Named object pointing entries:
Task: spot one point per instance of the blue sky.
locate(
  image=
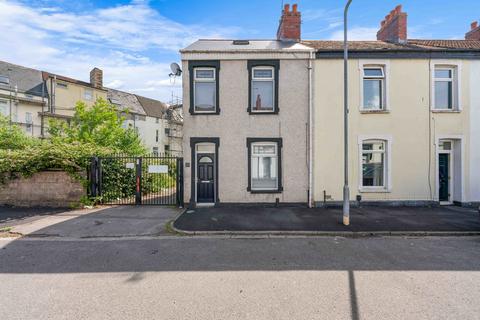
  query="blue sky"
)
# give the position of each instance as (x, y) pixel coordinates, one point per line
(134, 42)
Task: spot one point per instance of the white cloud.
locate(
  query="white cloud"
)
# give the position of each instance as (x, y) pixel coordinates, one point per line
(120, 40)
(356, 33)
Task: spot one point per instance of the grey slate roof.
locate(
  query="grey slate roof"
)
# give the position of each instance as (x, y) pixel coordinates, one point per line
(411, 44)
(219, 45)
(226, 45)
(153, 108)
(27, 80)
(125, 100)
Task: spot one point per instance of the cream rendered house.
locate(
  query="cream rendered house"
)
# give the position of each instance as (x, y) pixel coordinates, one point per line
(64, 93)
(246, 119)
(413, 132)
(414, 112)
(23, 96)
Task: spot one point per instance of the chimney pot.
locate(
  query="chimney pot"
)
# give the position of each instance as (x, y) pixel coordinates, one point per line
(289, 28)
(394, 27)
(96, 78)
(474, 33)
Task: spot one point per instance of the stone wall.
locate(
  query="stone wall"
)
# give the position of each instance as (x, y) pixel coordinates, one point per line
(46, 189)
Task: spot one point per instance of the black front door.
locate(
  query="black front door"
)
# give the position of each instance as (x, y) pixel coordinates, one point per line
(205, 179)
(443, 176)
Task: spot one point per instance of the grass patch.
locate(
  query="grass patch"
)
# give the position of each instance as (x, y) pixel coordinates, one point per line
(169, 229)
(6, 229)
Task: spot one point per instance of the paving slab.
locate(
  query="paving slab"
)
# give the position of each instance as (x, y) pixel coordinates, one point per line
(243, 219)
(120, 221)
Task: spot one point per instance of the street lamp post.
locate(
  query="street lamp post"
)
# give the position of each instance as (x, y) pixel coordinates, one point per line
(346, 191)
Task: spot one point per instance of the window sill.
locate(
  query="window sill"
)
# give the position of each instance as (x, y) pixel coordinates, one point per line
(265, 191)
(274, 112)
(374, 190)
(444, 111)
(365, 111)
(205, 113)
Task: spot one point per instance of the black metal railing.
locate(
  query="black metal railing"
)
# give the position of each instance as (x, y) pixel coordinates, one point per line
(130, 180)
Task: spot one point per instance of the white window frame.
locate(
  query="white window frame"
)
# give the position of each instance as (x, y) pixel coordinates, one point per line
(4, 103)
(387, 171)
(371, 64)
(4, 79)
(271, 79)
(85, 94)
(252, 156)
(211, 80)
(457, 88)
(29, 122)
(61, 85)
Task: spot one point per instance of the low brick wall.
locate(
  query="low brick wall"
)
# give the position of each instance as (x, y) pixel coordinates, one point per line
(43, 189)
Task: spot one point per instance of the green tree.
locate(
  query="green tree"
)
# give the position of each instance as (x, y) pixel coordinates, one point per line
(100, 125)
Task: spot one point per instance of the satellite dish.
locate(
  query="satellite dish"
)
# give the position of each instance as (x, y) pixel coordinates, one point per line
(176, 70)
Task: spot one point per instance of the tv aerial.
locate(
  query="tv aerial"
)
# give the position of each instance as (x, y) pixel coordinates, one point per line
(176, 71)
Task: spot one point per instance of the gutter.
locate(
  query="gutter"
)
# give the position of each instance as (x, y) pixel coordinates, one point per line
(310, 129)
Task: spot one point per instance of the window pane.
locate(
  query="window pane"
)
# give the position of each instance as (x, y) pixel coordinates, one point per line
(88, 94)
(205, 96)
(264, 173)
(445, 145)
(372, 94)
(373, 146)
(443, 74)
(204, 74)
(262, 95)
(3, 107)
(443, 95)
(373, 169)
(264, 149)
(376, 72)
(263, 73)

DESCRIPTION OF THE TASK: Copy exactly, and only, the lines from the one containing "Task: spot one point per instance of the gutter." through the last line of the listing.

EXPECTED OUTPUT:
Task: spot one point per instance of the gutter.
locate(
  query="gutter"
)
# give the position of each instance as (x, y) pixel coordinates, one point per line
(310, 129)
Task: spot one point per instance of the window pane.
locate(
  query="window pane"
)
# give the position of each instance as (x, y) pixel coordinates, one point per line
(88, 94)
(205, 96)
(264, 173)
(445, 145)
(372, 94)
(373, 146)
(443, 74)
(204, 74)
(262, 95)
(3, 107)
(443, 95)
(373, 169)
(264, 149)
(376, 72)
(263, 73)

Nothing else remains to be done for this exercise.